Work instructions: Output every line of the items below without changing a single character.

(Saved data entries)
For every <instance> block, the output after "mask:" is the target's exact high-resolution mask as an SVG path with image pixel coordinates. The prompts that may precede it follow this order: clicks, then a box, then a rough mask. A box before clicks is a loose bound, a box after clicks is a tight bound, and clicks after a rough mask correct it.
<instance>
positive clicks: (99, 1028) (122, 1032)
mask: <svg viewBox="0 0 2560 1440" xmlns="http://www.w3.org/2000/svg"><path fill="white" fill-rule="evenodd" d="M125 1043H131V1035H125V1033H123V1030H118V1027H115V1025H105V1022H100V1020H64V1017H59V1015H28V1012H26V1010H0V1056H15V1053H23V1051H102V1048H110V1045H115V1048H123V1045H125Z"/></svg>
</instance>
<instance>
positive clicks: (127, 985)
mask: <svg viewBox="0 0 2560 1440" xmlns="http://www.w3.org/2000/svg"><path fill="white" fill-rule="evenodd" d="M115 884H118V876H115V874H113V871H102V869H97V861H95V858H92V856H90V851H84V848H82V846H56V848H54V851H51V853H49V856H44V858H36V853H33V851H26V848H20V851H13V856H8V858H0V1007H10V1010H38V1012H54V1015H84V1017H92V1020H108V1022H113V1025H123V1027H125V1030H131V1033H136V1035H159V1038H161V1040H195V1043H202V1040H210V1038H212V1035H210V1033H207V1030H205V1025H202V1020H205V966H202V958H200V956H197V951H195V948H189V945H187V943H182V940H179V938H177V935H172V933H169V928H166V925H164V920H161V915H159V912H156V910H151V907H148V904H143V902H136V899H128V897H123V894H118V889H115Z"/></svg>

Problem solution:
For every <instance> block, the output after "mask:" is the target's exact high-resolution mask as an SVG path with image pixel coordinates. The prompts that may precede it follow this order: clicks, then a box, then a rough mask. A box before clicks is a loose bound, a box after clicks is a tight bound, and clicks after a rough mask correct it.
<instance>
positive clicks: (99, 1028) (122, 1032)
mask: <svg viewBox="0 0 2560 1440" xmlns="http://www.w3.org/2000/svg"><path fill="white" fill-rule="evenodd" d="M125 1043H131V1035H125V1033H123V1030H118V1027H115V1025H105V1022H100V1020H64V1017H59V1015H28V1012H26V1010H0V1056H15V1053H23V1051H102V1048H110V1045H115V1048H123V1045H125Z"/></svg>
</instance>
<instance>
positive clicks: (127, 985)
mask: <svg viewBox="0 0 2560 1440" xmlns="http://www.w3.org/2000/svg"><path fill="white" fill-rule="evenodd" d="M115 884H118V876H115V874H113V871H102V869H97V861H95V858H92V856H90V851H84V848H82V846H56V848H54V851H51V853H49V856H44V858H36V853H33V851H26V848H20V851H13V856H8V858H0V1007H10V1010H38V1012H54V1015H84V1017H92V1020H108V1022H113V1025H123V1027H125V1030H131V1033H136V1035H159V1038H161V1040H195V1043H202V1040H210V1038H212V1035H210V1033H207V1030H205V1025H202V1020H205V966H202V958H200V956H197V951H195V948H189V945H187V943H182V940H179V938H177V935H172V933H169V928H166V925H164V920H161V915H159V912H156V910H151V907H148V904H143V902H136V899H128V897H123V894H118V889H115Z"/></svg>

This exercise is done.